**Task goal:**
Reproduce verbatim the lines of the data below, starting at the line containing "Q: For every instance of the white cloud" and ending after the line containing "56), (205, 164)]".

**Input records:**
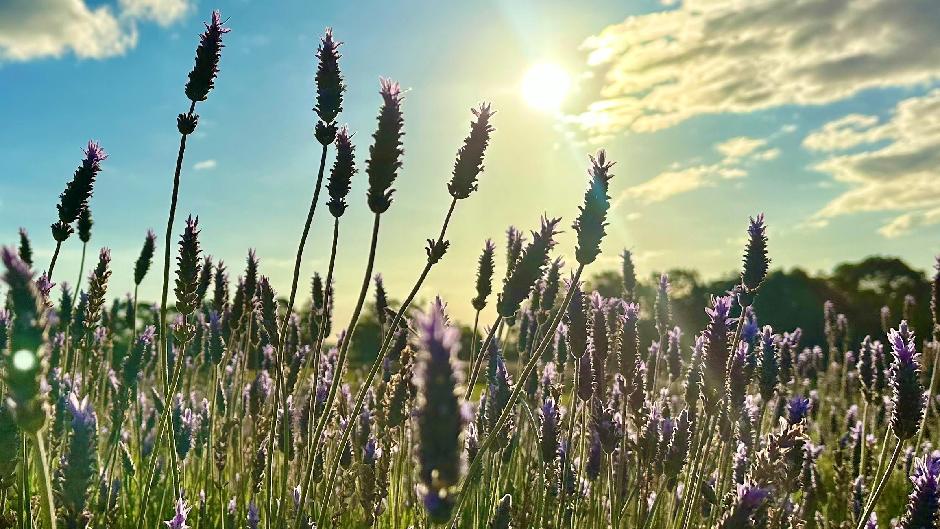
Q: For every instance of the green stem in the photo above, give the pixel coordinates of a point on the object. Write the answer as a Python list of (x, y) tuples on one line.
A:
[(46, 503), (870, 506)]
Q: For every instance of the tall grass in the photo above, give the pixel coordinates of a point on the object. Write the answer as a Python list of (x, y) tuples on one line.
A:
[(233, 409)]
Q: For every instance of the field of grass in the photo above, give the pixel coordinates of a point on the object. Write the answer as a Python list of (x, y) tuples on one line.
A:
[(229, 405)]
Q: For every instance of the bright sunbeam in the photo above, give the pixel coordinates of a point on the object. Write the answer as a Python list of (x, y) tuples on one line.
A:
[(545, 86)]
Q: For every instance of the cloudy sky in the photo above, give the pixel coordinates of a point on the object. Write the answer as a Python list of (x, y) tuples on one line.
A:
[(824, 114)]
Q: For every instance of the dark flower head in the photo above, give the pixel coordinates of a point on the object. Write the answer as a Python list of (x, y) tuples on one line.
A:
[(550, 435), (629, 275), (330, 86), (528, 269), (84, 224), (208, 53), (344, 167), (385, 154), (756, 261), (469, 162), (716, 347), (907, 398), (590, 224), (146, 257), (26, 249), (78, 191), (188, 267), (485, 275)]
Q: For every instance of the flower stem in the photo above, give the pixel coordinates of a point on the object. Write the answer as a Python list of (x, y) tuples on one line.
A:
[(870, 506), (46, 503)]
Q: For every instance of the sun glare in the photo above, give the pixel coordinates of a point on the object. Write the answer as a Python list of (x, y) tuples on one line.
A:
[(545, 86)]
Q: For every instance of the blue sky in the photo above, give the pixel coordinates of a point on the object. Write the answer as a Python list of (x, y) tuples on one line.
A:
[(818, 114)]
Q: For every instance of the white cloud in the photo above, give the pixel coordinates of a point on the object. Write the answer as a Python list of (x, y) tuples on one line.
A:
[(33, 29), (739, 153), (163, 12), (740, 146), (897, 170), (715, 56), (205, 164)]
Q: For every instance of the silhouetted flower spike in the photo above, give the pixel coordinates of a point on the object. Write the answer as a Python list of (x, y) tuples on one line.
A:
[(330, 85), (528, 269), (78, 191), (923, 504), (629, 275), (502, 518), (385, 154), (84, 224), (469, 163), (550, 434), (514, 241), (716, 347), (484, 275), (756, 261), (935, 298), (576, 320), (381, 300), (26, 249), (188, 266), (344, 167), (797, 409), (146, 257), (439, 418), (208, 53), (591, 222), (908, 400)]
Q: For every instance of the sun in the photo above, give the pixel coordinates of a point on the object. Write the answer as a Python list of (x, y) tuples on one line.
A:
[(545, 86)]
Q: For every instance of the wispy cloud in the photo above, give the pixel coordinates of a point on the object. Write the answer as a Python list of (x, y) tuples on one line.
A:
[(716, 56), (205, 165), (32, 29), (738, 154), (895, 164)]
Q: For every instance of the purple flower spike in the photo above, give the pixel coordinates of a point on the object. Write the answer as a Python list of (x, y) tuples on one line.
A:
[(178, 521)]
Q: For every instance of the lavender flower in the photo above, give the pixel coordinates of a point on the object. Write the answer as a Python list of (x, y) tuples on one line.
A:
[(78, 191), (385, 154), (756, 261), (576, 320), (769, 366), (439, 419), (79, 465), (202, 77), (528, 269), (469, 161), (923, 504), (25, 251), (84, 224), (716, 348), (590, 224), (550, 432), (180, 512), (484, 275), (330, 88), (907, 399)]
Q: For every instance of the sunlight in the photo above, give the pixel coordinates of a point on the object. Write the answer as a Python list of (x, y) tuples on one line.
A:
[(545, 86)]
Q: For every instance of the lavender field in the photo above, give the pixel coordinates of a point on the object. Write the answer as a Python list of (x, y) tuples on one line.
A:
[(576, 397)]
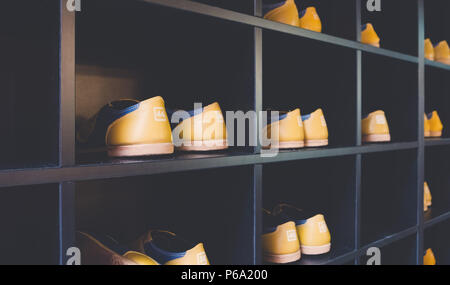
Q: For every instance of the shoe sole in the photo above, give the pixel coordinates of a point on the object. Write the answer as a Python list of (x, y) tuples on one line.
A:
[(377, 138), (204, 145), (94, 252), (286, 145), (282, 258), (315, 143), (140, 150), (315, 250), (435, 134)]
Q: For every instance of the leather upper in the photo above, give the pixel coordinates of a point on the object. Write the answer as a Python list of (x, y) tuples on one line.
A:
[(442, 52), (315, 126), (208, 125), (310, 20), (283, 240), (375, 124), (369, 36), (287, 129), (429, 50), (435, 122), (286, 13)]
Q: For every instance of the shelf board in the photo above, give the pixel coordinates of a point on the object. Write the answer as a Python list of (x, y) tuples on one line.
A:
[(436, 64), (388, 240), (331, 258), (115, 168), (437, 141), (430, 220), (245, 19)]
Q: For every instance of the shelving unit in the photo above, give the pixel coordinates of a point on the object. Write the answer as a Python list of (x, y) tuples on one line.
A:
[(61, 67)]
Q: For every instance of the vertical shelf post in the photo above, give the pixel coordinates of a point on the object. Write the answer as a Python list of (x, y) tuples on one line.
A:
[(420, 134), (358, 132), (67, 129), (258, 106)]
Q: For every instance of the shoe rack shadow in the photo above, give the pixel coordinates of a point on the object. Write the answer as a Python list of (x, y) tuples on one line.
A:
[(294, 73), (383, 89), (29, 220), (388, 194), (29, 73), (402, 252), (437, 238), (437, 168)]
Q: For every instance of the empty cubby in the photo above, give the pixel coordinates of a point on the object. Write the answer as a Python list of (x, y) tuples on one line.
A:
[(437, 21), (318, 186), (436, 239), (29, 222), (437, 167), (396, 24), (193, 59), (200, 206), (401, 252), (437, 88), (383, 89), (29, 83), (388, 194), (294, 74)]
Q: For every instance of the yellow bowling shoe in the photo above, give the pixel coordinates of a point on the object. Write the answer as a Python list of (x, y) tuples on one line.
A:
[(204, 131), (313, 233), (310, 20), (285, 133), (426, 126), (316, 131), (129, 128), (442, 53), (106, 251), (375, 128), (279, 240), (369, 36), (428, 258), (285, 12), (169, 249), (435, 123), (429, 50)]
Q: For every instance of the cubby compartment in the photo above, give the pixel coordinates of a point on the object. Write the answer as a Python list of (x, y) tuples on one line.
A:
[(29, 83), (437, 88), (436, 238), (297, 74), (437, 23), (388, 194), (401, 252), (184, 57), (437, 167), (29, 223), (317, 186), (396, 24), (337, 17), (383, 89), (202, 206)]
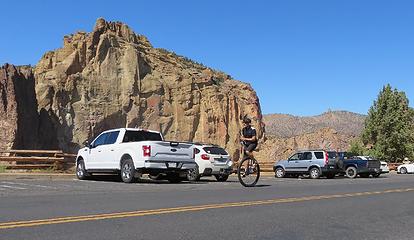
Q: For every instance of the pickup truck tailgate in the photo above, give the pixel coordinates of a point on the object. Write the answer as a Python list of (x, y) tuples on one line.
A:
[(171, 151)]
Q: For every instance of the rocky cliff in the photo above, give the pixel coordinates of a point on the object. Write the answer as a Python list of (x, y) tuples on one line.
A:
[(19, 119), (112, 77)]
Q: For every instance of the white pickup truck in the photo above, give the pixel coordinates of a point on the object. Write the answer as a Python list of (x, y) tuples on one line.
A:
[(132, 152)]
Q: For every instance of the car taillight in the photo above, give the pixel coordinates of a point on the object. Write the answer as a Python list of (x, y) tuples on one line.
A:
[(146, 150)]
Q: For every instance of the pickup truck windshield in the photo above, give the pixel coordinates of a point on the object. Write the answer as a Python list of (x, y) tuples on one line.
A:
[(138, 136)]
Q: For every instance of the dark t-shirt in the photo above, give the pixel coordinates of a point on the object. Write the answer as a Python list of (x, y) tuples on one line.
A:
[(249, 132)]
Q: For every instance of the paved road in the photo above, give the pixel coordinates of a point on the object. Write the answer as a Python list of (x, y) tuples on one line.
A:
[(290, 208)]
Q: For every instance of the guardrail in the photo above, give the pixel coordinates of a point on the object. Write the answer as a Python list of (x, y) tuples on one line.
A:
[(37, 159)]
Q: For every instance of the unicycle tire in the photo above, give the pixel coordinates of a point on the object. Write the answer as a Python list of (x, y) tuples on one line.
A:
[(251, 177)]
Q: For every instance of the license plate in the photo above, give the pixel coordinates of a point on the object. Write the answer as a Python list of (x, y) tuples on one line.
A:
[(172, 165), (221, 159)]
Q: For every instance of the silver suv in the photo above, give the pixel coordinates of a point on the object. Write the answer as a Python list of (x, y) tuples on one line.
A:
[(316, 163)]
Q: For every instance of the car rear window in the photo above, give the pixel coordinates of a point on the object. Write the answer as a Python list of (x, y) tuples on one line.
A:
[(138, 136), (319, 155), (215, 150), (332, 155)]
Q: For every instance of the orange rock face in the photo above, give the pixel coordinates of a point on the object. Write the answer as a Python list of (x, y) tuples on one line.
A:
[(112, 78)]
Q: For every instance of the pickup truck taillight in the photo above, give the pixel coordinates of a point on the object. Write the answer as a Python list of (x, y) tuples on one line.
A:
[(146, 150)]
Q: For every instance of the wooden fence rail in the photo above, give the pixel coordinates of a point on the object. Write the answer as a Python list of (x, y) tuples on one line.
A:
[(37, 159)]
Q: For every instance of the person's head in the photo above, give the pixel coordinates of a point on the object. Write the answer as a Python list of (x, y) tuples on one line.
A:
[(247, 121)]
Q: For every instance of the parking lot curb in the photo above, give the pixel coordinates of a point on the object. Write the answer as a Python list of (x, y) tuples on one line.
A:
[(50, 176)]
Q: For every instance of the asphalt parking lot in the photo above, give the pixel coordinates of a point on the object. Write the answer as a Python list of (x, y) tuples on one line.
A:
[(289, 208)]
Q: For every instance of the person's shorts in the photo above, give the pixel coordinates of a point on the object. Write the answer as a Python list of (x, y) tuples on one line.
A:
[(251, 147)]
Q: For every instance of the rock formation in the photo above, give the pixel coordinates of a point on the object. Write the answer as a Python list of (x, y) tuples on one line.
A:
[(19, 120), (113, 78), (277, 148), (284, 125)]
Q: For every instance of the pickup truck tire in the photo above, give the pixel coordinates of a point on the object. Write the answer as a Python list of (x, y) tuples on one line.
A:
[(128, 171), (351, 172), (330, 175), (221, 178), (174, 178), (193, 175), (81, 172), (158, 176), (279, 172), (314, 173)]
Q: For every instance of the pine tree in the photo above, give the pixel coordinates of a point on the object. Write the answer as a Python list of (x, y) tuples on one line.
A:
[(389, 126)]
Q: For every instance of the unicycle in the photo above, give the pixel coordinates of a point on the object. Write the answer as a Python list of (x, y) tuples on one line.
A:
[(248, 172)]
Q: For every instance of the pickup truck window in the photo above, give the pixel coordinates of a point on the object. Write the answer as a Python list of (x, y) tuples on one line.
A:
[(333, 155), (100, 140), (215, 150), (138, 136), (111, 139), (319, 155), (296, 156)]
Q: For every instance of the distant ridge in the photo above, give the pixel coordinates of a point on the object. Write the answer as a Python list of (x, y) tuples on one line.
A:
[(285, 125)]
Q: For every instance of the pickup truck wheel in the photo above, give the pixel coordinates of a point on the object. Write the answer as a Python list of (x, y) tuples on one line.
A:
[(128, 171), (193, 175), (330, 175), (279, 172), (314, 173), (221, 178), (81, 173), (174, 178), (351, 172), (155, 177)]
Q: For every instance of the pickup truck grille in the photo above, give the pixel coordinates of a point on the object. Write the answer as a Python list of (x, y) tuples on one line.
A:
[(374, 164)]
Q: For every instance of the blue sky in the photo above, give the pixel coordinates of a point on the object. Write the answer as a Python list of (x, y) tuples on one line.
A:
[(301, 57)]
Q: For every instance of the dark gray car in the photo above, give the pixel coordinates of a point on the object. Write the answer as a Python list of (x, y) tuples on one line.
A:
[(316, 163)]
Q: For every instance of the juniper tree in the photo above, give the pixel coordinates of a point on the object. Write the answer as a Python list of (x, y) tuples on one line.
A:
[(389, 126)]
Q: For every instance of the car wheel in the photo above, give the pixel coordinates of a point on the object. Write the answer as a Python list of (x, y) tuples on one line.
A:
[(314, 173), (330, 175), (221, 178), (279, 172), (156, 176), (81, 172), (174, 178), (193, 175), (351, 172), (128, 171)]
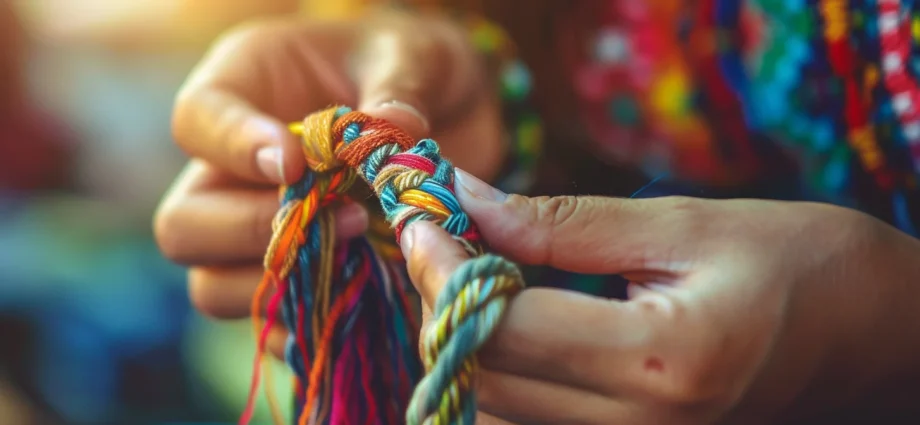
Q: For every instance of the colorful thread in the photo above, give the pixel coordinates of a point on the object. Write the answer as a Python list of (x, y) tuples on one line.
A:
[(346, 307)]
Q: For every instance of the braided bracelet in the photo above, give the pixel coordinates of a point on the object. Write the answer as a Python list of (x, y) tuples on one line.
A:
[(351, 342)]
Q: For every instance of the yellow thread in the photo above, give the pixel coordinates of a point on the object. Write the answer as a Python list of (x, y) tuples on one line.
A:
[(425, 201), (834, 12), (317, 141)]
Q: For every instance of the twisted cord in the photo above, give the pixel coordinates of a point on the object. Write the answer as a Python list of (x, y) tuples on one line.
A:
[(346, 307), (413, 182)]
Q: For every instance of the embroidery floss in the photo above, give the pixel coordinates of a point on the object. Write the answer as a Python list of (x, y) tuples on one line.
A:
[(354, 354)]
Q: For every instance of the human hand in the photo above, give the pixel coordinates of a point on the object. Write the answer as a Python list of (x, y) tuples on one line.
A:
[(740, 312), (231, 117)]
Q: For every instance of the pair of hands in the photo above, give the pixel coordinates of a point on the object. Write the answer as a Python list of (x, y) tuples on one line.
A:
[(740, 311)]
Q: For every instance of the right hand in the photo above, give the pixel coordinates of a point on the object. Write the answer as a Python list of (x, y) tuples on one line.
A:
[(231, 116)]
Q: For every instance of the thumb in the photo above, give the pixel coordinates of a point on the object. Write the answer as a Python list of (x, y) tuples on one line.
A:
[(583, 234), (410, 69)]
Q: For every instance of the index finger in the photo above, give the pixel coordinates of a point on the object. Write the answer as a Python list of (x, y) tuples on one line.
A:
[(569, 338), (232, 111)]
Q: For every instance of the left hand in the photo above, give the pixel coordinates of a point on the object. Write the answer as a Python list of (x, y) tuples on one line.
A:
[(740, 311)]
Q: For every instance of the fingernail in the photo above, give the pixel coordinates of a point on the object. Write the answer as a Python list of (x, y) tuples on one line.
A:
[(403, 106), (478, 188), (269, 160), (407, 239)]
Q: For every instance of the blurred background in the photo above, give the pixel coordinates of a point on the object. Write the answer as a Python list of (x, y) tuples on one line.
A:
[(95, 326)]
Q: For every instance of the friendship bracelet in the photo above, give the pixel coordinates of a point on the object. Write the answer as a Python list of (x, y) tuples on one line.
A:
[(351, 346)]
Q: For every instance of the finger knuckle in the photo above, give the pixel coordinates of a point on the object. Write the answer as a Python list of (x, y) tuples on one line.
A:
[(168, 233), (695, 378)]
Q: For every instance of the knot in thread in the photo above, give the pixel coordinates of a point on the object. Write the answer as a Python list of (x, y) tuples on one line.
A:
[(317, 142), (412, 181), (467, 312)]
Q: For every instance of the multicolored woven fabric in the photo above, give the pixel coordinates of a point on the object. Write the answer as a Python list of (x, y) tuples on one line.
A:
[(718, 93)]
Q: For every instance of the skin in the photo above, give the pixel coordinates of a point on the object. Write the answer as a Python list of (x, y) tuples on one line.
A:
[(741, 311)]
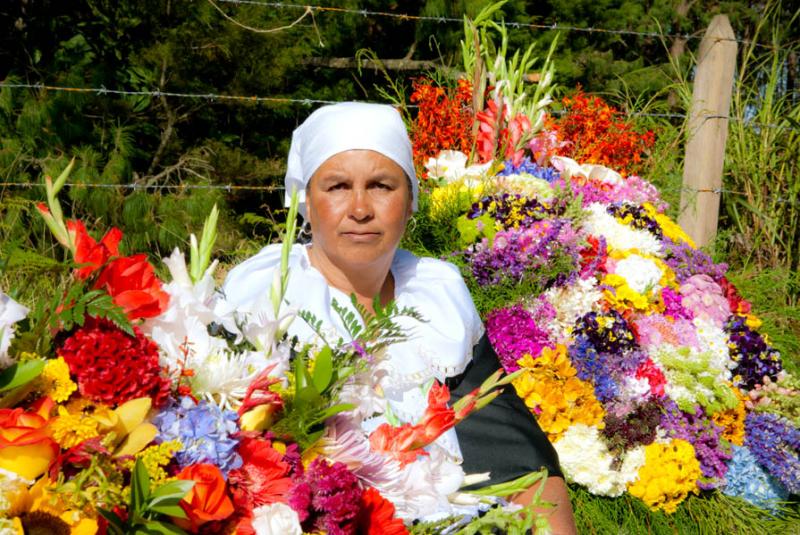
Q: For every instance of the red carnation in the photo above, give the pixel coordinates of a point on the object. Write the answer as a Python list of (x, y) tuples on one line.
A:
[(132, 283), (263, 477), (376, 515), (112, 367)]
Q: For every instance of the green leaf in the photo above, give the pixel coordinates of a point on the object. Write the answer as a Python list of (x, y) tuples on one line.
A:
[(323, 369), (20, 374), (140, 487), (169, 510)]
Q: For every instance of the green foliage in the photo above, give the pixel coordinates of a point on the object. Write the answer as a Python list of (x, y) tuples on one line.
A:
[(147, 505), (711, 513)]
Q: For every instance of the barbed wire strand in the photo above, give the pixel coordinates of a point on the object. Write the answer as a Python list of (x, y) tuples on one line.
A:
[(308, 101), (442, 20)]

**Answer for this exercise:**
Q: For every instance of the white cloud in the photo above, give the pixel coordinates of a point on the object. Write the answer as a Python list of (x, y) tuples on one line.
A:
[(33, 29), (739, 153), (163, 12), (740, 146), (897, 170), (715, 56), (205, 164)]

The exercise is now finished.